▶ **ENTRIES PROVIDED**:
*****

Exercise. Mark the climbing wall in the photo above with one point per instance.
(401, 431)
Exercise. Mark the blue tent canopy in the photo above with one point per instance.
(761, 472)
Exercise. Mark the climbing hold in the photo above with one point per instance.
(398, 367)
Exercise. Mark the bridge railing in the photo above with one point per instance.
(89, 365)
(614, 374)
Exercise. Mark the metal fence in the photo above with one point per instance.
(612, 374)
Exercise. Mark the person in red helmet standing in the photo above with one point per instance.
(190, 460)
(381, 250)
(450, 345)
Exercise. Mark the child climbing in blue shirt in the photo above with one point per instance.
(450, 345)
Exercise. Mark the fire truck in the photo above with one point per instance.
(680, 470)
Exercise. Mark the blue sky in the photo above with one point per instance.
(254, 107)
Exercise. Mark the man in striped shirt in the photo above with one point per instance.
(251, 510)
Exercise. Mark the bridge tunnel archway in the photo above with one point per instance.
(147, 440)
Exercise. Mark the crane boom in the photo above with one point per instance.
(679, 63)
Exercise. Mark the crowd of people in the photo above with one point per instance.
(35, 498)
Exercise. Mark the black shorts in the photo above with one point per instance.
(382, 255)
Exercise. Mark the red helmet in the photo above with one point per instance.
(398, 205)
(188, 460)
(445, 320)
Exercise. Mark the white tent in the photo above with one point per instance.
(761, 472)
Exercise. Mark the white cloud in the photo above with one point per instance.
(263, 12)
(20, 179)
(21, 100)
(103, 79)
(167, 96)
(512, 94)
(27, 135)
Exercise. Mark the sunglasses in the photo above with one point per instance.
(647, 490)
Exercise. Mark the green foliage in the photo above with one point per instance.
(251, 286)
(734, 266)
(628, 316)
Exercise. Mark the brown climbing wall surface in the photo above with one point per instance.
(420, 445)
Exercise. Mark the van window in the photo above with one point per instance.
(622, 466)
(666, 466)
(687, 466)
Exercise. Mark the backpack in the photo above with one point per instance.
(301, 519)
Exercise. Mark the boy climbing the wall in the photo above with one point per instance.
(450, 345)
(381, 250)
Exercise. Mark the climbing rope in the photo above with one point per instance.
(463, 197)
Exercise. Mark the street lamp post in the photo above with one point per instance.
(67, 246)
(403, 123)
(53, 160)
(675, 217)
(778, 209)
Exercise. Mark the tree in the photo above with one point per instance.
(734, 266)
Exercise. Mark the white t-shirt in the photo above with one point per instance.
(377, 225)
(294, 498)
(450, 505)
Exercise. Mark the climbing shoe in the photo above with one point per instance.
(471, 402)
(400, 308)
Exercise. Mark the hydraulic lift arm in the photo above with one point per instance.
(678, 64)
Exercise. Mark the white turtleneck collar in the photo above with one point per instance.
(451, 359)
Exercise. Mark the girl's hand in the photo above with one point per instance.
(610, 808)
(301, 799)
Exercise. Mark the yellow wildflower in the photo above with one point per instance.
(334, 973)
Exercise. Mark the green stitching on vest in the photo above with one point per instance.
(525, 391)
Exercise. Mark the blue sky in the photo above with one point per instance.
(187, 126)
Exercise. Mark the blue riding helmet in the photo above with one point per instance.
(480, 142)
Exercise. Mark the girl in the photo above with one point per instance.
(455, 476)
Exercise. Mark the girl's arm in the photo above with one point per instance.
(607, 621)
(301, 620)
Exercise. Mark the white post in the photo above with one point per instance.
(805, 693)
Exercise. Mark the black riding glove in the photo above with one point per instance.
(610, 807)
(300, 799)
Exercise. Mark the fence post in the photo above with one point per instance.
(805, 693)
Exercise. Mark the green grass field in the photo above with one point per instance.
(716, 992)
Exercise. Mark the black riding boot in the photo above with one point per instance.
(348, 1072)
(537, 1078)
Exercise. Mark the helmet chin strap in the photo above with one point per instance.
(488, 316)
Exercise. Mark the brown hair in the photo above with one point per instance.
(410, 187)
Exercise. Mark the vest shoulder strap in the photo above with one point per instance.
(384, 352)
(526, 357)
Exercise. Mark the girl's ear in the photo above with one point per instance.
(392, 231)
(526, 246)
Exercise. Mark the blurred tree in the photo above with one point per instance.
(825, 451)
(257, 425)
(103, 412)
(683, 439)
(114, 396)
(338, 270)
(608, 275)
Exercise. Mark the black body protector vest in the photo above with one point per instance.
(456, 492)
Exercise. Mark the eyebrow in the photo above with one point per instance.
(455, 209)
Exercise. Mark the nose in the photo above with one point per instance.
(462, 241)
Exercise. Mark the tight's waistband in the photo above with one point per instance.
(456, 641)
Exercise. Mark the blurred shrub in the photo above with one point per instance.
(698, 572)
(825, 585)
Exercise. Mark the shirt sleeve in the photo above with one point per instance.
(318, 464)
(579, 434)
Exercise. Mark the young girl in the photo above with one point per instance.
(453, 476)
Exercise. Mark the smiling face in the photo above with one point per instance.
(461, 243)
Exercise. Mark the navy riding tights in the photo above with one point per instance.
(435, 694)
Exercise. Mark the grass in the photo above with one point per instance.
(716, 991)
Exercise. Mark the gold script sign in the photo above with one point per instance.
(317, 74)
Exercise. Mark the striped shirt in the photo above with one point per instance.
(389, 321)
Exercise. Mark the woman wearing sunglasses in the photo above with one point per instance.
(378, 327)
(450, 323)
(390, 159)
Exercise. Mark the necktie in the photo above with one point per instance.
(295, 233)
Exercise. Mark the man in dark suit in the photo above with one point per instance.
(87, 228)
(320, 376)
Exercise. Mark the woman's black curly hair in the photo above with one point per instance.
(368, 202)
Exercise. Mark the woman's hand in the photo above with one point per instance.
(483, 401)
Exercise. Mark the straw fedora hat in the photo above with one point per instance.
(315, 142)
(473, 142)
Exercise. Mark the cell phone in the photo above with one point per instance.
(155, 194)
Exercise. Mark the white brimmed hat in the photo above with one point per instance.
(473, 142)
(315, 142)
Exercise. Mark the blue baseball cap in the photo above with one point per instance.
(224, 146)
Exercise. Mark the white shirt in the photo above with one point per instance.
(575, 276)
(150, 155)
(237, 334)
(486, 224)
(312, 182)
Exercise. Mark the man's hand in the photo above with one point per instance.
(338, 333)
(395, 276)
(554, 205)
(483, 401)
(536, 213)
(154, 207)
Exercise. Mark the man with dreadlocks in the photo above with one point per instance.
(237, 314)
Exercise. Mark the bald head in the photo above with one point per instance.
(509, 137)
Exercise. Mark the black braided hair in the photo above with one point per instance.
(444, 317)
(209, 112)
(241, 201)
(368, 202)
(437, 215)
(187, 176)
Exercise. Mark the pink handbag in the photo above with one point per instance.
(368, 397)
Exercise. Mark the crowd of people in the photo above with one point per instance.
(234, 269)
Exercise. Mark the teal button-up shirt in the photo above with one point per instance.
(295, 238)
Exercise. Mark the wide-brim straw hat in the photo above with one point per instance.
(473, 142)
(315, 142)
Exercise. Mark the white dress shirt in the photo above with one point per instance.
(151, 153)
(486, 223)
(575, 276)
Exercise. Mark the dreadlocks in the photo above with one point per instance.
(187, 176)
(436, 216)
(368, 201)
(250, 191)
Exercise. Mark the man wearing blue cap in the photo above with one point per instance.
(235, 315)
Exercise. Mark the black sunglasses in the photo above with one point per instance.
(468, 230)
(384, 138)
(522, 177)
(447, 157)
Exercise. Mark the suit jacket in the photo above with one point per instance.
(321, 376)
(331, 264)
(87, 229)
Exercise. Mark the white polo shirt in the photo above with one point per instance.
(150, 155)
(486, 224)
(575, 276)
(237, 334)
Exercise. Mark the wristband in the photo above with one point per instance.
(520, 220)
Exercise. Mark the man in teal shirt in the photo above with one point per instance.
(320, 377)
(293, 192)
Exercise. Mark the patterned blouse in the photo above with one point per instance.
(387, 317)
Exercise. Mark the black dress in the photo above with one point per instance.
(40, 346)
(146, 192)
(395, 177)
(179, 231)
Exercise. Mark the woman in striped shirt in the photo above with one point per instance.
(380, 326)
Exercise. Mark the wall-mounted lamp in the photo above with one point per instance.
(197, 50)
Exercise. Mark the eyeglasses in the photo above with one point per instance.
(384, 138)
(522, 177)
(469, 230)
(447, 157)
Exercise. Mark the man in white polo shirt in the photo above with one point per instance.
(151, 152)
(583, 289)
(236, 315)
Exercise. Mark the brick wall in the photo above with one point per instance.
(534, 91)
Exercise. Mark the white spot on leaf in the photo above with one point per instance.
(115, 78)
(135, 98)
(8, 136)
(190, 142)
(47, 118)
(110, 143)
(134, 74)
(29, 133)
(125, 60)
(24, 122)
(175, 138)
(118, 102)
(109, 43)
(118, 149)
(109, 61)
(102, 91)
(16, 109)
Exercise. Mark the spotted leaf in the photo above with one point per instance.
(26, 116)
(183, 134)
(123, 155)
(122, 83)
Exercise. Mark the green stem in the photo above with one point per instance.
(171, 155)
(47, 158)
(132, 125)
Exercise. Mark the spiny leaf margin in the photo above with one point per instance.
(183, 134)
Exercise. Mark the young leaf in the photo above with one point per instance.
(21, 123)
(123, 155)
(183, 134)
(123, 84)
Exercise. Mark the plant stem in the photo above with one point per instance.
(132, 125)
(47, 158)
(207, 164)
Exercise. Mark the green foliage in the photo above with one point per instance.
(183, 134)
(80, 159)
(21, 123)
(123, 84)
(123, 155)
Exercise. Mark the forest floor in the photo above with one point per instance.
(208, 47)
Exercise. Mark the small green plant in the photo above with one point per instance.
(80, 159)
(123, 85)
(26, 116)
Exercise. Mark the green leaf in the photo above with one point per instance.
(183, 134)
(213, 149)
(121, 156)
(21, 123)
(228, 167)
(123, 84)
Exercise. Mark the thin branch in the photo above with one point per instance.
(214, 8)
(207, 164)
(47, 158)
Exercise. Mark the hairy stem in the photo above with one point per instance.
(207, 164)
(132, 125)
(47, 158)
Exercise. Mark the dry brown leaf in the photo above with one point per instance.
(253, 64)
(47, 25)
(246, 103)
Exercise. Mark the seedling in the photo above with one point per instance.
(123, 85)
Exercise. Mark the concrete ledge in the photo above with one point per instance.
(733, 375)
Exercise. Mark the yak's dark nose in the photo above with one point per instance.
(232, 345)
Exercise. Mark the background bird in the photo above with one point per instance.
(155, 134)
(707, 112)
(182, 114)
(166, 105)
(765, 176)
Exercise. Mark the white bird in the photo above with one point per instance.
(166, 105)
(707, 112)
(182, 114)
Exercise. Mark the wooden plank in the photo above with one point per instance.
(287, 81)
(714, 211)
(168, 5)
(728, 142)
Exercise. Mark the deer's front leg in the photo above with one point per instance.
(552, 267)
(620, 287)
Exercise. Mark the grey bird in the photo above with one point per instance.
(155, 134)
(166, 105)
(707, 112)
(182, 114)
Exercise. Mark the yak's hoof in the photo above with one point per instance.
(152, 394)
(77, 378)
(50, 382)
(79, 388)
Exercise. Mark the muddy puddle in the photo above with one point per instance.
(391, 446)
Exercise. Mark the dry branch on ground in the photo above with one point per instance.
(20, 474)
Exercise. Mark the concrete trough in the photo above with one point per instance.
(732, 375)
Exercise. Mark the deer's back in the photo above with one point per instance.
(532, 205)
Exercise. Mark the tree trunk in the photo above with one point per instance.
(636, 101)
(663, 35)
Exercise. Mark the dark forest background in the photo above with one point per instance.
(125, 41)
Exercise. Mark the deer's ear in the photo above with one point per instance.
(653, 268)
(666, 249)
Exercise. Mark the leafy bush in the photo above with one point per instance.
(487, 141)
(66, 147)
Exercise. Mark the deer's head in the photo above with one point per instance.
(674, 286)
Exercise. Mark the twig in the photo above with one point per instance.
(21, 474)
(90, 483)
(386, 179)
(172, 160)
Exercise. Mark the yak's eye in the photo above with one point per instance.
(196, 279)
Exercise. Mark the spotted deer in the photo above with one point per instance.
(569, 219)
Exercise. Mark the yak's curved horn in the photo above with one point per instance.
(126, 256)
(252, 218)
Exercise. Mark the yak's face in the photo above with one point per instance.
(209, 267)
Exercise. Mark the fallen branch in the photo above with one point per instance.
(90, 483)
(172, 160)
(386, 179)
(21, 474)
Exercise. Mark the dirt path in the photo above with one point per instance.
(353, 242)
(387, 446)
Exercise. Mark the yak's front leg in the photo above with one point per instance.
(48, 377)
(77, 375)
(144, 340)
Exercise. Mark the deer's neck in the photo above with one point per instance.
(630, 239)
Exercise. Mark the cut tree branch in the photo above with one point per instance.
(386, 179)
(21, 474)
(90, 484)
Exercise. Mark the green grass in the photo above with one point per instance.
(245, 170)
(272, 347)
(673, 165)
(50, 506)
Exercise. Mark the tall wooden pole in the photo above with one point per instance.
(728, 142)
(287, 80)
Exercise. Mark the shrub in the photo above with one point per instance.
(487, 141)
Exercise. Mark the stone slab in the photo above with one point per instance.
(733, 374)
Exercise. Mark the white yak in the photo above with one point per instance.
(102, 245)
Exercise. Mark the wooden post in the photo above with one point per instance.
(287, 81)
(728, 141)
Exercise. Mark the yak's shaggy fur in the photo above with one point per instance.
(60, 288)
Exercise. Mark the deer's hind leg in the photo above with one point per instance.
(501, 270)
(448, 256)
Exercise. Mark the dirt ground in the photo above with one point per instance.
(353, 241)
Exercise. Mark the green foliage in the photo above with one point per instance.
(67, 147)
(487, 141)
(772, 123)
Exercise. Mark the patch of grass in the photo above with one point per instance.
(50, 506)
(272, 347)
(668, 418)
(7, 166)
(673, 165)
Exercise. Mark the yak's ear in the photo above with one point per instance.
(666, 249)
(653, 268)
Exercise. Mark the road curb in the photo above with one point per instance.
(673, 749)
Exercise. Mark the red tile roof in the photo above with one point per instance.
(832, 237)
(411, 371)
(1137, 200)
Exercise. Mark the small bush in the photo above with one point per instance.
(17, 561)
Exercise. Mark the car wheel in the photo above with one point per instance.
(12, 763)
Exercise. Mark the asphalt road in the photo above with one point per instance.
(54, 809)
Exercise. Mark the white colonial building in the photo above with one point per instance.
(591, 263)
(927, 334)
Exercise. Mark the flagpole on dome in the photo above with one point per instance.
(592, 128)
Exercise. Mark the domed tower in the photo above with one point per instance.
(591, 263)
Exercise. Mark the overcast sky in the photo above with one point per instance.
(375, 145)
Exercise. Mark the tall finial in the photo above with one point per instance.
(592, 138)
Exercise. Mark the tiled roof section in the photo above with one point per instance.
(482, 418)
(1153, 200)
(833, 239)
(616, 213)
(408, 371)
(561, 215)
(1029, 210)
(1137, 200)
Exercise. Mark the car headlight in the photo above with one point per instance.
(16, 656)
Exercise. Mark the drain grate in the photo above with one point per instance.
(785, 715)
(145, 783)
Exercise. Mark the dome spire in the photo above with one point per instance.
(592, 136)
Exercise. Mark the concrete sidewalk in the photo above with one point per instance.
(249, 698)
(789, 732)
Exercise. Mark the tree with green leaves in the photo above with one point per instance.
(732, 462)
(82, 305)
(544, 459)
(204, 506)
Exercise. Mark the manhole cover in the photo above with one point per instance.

*****

▶ **EXERCISE**: Nothing but the lines from the one with "Exercise. Mark the concrete sidewalk" through the last line of the records above should be retyped, and those word for word.

▶ **RESPONSE FOR THIS EXERCISE**:
Exercise. Mark the concrete sidewalk in the photo above with one point per instance.
(249, 698)
(789, 732)
Exercise. Mark the tree with green leaves in the photo above with one point per instance.
(732, 462)
(82, 305)
(544, 459)
(204, 506)
Exercise. Mark the manhole cover in the photo above with one point per instance.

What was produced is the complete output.